-- START OF TEXT BLOCK --
Monday, October 27, 2008

The Quest for the Green Knight

Ok bros,

It’s that time again.

What’s the theme gonna be? Chauvinism, Lust, Courtly Love, Chivalry, Heroism, Courage, Bravery, Humanity, Imperfection, Christianity? You tell me…in five paragraphs or more to get that high score.

You may use help from another source, just be sure to cite it appropriately—whether by paraphrase or direct quotation--with the author’s last name and page number in parentheses, followed by the period.

Be sure to make reference to specific parts of the plot to back up your main points regarding the theme of your choice. Be sure to incorporate at least three examples taken directly from the story.

You should underline Sir Gawain and the Green Knight when referring to it as a title.

Word up. Questions? As ‘em. If need be, you may take this home and give it to me tomorrow.

God love you as you journey through the dark forest en route to that Green Chapel.

Lord Peach

Sunday, October 12, 2008

JSTOR, Sir Gawain, and the Green Knight


I would like each of you to:
  1. print out one scholarly article chosen from the following list of articles and
  2. submit a one-paragraph “abstract”—a summary of a text, scientific article, document, speech, etc.—on that article to the blog or on hard copy, being sure to indicate the title of the article as well as its author.
Article List
(you can find and print in full any one of these articles by clicking the title and, once in the new window, the PDF link):

DUE DATE: Monday, October 20, 2008

Please be sure to submit your article with the proper format (as with the previous abstract assignment).
-- END OF TEXT BLOCK --
-- START OF INFORMATION PROVIDED --
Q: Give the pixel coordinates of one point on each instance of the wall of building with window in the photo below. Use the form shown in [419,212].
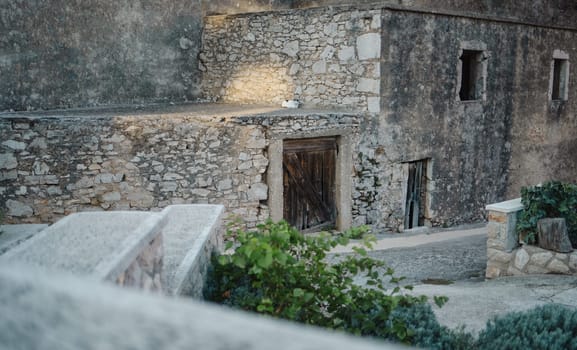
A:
[491,103]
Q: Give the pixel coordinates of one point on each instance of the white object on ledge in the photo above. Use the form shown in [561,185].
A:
[291,104]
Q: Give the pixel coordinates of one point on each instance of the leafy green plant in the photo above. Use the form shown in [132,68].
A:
[357,232]
[428,333]
[550,327]
[554,200]
[278,271]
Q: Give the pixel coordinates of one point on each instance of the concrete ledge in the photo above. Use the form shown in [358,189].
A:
[12,235]
[190,236]
[60,311]
[510,206]
[97,244]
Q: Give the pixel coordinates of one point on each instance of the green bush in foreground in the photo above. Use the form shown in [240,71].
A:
[278,271]
[428,333]
[553,199]
[549,327]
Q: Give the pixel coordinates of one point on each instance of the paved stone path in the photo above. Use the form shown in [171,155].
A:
[459,258]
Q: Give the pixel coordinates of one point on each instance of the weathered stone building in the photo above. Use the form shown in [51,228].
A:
[424,112]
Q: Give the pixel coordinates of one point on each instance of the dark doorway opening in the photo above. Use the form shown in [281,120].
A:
[471,75]
[415,205]
[309,174]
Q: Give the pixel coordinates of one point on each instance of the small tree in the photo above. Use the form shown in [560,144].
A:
[278,271]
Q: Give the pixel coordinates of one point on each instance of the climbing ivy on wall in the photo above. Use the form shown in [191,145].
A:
[553,199]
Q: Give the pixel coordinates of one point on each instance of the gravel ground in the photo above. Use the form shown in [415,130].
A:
[436,263]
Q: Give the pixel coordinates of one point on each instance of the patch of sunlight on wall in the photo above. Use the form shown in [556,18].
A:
[258,84]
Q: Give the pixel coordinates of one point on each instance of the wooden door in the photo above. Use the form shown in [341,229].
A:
[309,167]
[416,192]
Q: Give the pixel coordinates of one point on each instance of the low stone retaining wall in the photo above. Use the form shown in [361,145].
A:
[505,255]
[166,251]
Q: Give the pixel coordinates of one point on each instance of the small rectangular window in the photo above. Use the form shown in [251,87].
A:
[560,79]
[472,79]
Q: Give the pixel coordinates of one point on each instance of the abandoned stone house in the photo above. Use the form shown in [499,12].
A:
[413,112]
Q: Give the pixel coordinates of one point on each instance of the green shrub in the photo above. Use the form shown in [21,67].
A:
[550,327]
[554,200]
[278,271]
[428,333]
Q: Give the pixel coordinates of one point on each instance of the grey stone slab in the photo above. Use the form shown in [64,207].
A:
[60,311]
[101,244]
[186,234]
[12,235]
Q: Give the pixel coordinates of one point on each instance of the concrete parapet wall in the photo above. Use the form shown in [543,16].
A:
[192,234]
[505,255]
[121,247]
[72,312]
-- END OF INFORMATION PROVIDED --
REQUIRED ACTIONS
**A.** Condense the paragraph in the assignment posts beginning "Be sure to make reference" into a short bulleted list that keeps its main facts.
**B.** Reproduce everything in the assignment posts from "It’s that time" down to "that Green Chapel.".
This material has no connection to the assignment posts.

TASK-BY-TASK ANSWERS
**A.**
- Refer to specific parts of the plot to support your main points about the chosen theme.
- Include at least three examples taken directly from the story.

**B.**
It’s that time again.

What’s the theme gonna be? Chauvinism, Lust, Courtly Love, Chivalry, Heroism, Courage, Bravery, Humanity, Imperfection, Christianity? You tell me…in five paragraphs or more to get that high score.

You may use help from another source, just be sure to cite it appropriately—whether by paraphrase or direct quotation--with the author’s last name and page number in parentheses, followed by the period.

Be sure to make reference to specific parts of the plot to back up your main points regarding the theme of your choice. Be sure to incorporate at least three examples taken directly from the story.

You should underline Sir Gawain and the Green Knight when referring to it as a title.

Word up. Questions? As ‘em. If need be, you may take this home and give it to me tomorrow.

God love you as you journey through the dark forest en route to that Green Chapel.